**TEXTE DE LA PAGE:**
Un vent de fierté et de guérison un an après la création de l’aire protégée autochtone de Thaidene Nëné
Par Steven Nitah
Il y a un an, la Première Nation des Dénés de Lutsel K’e a conclu une entente avec les gouvernements du Canada et des Territoires du Nord-Ouest afin de protéger 26 376 km2, un territoire connu sous le nom d’aire protégée autochtone Thaidene Nëné. Le travail n’a cessé depuis. La nation a embauché des gardiens autochtones pour veiller sur ce territoire et investit plus de 500 000 $ dans les entreprises locales pour l’achat d’embarcations et d’équipement de recherche. Ces derniers temps, nous avons accueilli des visiteurs du Nord qui préfèrent passer des vacances dans la région pendant la pandémie et nous nous affairons à préparer pour l’hiver un chalet de pêche acheté récemment.
Ces activités ont fait naître quelque chose de puissant. Elles ont redonné aux habitants de Lutsel K'e un sentiment de fierté et d’appartenance. Nous nous sentons à la fois heureux d’accomplir notre devoir en veillant sur Thaidene Nëné et rassurés de savoir que ce territoire sera protégé pour toujours. Nous sommes également reconnaissants que les efforts de notre nation ayant mené à la création de Thaide Nëne aient été récompensés cette année du prestigieux Prix Équateur du Programme des Nations Unies pour le développement – une première au Canada.
Nous savons que Thaidene Nëné fait partie d'un mouvement plus large de conservation dirigée par les Autochtones – un mouvement qui redéfinit les relations entre les gouvernements autochtones et les gouvernements de la Couronne, et entre les gens et le territoire.
L’entente que nous avons signée l'année dernière en est une illustration. La Première Nation des Dénés de Lutsel K'e, le gouvernement du Canada et le gouvernement des T.N.-O. ont entamé les négociations à titre de partenaires égaux, chacun définissant ses rôles et ses responsabilités. Historiquement, le Canada concevait un programme destiné aux peuples autochtones et il en assurait la mise en œuvre. Cette fois, nous avons cocréé une entente que nous gérerons conjointement.
Le Canada profite de ce modèle. Dans le cadre des efforts internationaux de protection de la biodiversité, il s'est engagé à protéger 25 % des terres d'ici 2025. Thaidene Nëné – l'une des plus grandes aires protégées au pays – permet au Canada d’avancer plus rapidement vers l’atteinte de cet objectif. Cette entente démontre aussi que le Canada peut viser haut et devenir un leader mondial de la conservation en établissant des partenariats respectueux avec les nations autochtones partout au pays. À titre d’exemple, le gouvernement a financé cette année plus de 25 demandes de création d’aires protégées et de conservation autochtones et les projets dirigés par des Autochtones comptent pour la plus grande part des initiatives financées par le Fonds de la nature.

**LISTE DES ENREGISTREMENTS:**
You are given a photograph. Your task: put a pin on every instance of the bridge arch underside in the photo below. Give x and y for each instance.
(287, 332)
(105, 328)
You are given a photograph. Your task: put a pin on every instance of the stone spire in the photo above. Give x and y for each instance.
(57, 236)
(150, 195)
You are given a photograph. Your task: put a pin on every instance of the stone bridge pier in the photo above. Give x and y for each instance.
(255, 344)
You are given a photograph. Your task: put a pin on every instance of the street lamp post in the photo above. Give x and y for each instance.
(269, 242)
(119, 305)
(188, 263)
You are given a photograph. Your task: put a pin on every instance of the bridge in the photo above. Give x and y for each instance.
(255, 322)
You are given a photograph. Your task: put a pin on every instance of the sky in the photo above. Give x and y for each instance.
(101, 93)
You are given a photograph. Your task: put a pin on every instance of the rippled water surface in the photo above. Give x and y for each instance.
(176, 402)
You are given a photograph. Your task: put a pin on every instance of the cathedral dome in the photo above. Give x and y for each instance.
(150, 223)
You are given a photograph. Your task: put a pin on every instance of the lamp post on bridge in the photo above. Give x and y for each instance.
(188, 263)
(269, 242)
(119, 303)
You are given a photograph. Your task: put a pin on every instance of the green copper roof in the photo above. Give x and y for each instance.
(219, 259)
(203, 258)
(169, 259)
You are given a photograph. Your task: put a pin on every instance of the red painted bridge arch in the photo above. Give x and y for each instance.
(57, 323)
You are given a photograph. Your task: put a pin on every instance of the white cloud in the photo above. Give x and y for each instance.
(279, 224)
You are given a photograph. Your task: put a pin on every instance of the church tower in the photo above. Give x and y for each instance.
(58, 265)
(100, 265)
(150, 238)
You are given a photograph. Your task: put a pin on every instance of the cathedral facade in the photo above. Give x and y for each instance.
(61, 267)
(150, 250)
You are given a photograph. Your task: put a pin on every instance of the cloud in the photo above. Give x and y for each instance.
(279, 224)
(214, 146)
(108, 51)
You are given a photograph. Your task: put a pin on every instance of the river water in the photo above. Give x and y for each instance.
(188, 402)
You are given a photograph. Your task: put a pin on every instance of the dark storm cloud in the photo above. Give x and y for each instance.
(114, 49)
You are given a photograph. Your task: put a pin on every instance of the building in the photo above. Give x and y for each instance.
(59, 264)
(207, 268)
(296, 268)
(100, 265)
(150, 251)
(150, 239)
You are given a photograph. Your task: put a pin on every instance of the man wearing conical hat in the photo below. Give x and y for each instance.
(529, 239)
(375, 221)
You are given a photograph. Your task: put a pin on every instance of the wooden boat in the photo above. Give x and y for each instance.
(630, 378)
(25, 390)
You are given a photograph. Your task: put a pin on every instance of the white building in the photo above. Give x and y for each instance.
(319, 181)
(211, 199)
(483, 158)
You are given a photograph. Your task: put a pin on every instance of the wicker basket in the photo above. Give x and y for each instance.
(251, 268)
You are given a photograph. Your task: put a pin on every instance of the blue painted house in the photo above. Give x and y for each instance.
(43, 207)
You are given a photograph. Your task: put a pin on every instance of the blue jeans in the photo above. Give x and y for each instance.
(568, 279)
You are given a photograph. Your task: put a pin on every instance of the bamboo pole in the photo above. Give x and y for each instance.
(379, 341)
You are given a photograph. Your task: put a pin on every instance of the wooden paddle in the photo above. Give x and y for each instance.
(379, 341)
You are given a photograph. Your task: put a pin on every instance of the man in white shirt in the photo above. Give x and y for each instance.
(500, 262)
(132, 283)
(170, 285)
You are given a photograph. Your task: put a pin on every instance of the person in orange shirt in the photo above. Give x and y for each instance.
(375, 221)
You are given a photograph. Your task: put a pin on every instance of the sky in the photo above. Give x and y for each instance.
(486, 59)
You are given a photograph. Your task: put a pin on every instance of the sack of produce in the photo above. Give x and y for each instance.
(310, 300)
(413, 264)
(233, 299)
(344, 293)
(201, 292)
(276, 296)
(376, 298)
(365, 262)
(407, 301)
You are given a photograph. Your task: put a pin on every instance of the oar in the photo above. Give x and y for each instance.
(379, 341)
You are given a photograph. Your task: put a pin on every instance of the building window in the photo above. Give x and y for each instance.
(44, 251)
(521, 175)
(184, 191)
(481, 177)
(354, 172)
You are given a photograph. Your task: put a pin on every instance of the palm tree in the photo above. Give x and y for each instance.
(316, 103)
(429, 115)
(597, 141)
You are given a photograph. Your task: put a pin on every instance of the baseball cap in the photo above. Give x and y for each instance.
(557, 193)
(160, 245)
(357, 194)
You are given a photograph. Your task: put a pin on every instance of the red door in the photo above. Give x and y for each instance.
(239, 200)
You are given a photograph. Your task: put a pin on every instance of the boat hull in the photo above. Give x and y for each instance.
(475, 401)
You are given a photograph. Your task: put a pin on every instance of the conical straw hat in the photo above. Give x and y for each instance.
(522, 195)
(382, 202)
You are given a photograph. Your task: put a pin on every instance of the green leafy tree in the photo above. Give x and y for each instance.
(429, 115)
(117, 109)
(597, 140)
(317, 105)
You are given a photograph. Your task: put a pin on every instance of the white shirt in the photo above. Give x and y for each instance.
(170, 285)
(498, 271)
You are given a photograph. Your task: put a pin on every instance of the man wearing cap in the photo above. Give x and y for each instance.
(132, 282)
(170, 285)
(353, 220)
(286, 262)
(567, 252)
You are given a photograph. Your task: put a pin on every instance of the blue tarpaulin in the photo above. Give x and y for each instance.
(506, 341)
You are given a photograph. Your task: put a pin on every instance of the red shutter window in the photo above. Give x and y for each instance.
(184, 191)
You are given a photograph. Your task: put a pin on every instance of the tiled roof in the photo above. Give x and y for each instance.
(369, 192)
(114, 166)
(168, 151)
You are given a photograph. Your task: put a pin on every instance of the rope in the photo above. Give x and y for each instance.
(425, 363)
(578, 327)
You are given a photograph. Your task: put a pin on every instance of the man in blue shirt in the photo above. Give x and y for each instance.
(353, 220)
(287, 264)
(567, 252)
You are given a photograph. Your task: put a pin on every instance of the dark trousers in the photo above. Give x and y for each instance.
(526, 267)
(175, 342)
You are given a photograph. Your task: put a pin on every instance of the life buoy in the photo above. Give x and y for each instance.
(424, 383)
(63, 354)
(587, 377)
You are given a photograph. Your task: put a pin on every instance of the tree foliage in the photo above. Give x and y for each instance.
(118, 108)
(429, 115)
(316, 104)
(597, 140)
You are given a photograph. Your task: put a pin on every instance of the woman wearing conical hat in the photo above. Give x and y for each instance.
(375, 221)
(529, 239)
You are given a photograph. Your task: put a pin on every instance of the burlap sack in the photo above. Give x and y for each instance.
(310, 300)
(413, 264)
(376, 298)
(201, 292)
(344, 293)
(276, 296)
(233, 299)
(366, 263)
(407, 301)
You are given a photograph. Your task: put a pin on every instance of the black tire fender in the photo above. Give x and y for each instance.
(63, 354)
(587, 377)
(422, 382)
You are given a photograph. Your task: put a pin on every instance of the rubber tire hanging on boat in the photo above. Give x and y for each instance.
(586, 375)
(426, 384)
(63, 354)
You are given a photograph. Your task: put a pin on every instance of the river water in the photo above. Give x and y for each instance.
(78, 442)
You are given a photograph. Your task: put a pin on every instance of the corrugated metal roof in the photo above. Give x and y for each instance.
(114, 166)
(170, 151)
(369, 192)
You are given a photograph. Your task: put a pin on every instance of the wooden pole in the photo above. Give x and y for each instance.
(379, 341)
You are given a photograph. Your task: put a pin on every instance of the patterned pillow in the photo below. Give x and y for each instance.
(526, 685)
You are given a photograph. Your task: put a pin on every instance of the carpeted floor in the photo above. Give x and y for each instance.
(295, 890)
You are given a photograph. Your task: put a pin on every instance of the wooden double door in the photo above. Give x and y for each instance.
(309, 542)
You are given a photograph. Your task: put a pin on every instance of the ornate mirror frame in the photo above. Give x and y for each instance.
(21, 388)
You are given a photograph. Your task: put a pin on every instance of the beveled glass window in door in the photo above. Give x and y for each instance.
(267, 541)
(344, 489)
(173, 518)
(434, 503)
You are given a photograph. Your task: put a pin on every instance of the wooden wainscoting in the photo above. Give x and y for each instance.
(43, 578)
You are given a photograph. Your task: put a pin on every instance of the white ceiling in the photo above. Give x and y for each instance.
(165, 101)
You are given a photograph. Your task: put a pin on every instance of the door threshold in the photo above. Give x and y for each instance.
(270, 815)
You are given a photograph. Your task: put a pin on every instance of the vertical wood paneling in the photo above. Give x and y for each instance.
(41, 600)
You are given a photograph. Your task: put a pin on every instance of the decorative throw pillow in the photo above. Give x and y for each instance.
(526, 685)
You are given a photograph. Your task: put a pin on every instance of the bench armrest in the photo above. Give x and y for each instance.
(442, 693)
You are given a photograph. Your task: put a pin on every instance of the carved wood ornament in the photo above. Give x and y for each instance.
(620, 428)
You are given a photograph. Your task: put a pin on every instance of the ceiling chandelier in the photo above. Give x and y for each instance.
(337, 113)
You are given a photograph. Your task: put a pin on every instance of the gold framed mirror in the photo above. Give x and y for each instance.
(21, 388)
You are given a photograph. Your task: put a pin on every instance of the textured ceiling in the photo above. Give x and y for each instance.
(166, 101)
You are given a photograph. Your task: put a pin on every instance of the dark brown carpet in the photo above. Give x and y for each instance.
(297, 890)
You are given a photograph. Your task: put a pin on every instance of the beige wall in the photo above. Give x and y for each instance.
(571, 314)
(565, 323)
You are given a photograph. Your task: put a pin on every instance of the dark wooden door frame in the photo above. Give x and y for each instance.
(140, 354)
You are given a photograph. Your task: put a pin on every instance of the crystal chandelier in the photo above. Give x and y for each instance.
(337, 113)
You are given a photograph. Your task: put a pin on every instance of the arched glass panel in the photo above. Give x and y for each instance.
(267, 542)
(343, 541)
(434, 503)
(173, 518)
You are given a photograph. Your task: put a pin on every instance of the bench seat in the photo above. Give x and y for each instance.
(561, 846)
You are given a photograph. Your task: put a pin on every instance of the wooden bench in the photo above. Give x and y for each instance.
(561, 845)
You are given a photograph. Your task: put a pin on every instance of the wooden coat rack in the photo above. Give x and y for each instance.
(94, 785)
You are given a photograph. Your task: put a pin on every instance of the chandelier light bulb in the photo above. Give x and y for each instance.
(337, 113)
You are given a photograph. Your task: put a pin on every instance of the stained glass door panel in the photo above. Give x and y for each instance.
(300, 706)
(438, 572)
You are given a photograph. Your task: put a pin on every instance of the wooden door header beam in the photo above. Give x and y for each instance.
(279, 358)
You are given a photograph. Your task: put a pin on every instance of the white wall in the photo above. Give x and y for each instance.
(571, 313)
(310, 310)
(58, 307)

**TRAVAIL À FAIRE:**
1. Selon le texte sur Thaidene Nëné, quelle superficie l'entente conclue il y a un an protège-t-elle ?
2. Traduisez en anglais cette phrase du texte sur Thaidene Nëné : « Historiquement, le Canada concevait un programme destiné aux peuples autochtones et il en assurait la mise en œuvre. »
3. D'après le texte sur Thaidene Nëné, en quoi le Canada profite-t-il de cette aire protégée pour ses engagements en matière de biodiversité ?

**RÉPONSES:**
1. Elle protège 26 376 km2.

2. Historically, Canada designed a program for Indigenous peoples and carried out its implementation.

3. Le Canada s'est engagé à protéger 25 % des terres d'ici 2025. Comme Thaidene Nëné est l'une des plus grandes aires protégées du pays, elle lui permet d'avancer plus rapidement vers cet objectif.